TASK TO CARRY OUT: In how many lines of the records does the word "pile" appear? Reply with the number and nothing else.

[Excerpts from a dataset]
- Opening Delimiter -

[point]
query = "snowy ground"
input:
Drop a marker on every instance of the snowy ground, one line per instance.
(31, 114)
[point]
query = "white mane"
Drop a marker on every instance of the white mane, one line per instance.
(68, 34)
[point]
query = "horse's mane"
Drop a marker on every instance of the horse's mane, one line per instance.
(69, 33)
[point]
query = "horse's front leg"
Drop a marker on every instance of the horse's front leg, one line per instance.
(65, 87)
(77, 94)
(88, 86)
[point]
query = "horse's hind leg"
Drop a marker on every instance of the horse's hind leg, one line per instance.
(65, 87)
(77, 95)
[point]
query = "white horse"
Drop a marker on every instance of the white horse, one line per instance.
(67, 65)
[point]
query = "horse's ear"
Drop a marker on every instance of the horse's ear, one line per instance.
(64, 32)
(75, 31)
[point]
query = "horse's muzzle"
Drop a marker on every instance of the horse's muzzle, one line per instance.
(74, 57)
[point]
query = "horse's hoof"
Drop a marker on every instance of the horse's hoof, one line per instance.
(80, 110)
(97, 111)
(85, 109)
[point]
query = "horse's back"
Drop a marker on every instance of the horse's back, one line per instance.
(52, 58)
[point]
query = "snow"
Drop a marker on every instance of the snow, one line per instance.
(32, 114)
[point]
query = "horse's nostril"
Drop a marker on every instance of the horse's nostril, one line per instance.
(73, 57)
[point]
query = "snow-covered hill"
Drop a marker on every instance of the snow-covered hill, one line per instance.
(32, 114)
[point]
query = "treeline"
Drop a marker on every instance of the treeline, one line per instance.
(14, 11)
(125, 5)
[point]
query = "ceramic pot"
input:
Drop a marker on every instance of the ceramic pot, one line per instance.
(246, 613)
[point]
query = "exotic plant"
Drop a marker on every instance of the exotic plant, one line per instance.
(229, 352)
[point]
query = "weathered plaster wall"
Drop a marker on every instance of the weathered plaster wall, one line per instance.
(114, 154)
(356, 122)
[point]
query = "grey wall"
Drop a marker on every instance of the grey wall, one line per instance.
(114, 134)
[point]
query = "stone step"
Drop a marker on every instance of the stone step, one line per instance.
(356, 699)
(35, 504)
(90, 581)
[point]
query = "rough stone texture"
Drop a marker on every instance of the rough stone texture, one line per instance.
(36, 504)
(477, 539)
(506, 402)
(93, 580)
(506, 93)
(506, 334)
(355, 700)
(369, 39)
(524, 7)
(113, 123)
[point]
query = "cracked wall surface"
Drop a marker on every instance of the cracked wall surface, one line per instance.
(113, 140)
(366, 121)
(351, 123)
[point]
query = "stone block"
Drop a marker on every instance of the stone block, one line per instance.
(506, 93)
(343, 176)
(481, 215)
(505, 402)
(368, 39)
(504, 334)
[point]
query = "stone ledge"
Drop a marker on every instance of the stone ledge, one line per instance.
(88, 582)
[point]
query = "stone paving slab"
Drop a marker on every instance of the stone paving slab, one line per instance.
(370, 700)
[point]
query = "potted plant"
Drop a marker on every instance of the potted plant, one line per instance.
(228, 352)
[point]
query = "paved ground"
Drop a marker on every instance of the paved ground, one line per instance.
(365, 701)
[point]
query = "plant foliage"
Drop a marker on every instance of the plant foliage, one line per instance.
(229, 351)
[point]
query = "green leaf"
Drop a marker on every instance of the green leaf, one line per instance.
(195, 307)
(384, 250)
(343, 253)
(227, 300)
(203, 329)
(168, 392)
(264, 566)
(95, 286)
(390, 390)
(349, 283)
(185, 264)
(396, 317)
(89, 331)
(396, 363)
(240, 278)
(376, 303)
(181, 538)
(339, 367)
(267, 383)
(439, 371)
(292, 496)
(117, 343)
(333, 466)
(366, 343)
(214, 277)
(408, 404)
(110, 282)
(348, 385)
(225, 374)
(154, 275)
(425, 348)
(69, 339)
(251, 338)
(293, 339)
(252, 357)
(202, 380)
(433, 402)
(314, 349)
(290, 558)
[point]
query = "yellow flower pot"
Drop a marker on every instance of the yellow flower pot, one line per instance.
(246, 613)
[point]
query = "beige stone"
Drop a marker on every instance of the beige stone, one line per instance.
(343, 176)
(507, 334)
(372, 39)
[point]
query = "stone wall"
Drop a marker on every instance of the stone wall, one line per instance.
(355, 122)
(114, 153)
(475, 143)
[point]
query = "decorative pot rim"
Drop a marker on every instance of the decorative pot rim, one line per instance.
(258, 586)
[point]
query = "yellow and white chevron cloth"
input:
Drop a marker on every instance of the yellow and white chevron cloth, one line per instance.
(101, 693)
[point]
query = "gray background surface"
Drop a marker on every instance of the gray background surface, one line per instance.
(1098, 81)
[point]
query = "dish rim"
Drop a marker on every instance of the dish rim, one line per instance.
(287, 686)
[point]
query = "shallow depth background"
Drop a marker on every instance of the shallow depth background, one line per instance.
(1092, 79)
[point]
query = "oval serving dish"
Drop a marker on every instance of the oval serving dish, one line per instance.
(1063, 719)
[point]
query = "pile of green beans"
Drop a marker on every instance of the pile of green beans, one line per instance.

- Closing Delimiter -

SOLUTION TO THE PROBLEM: 2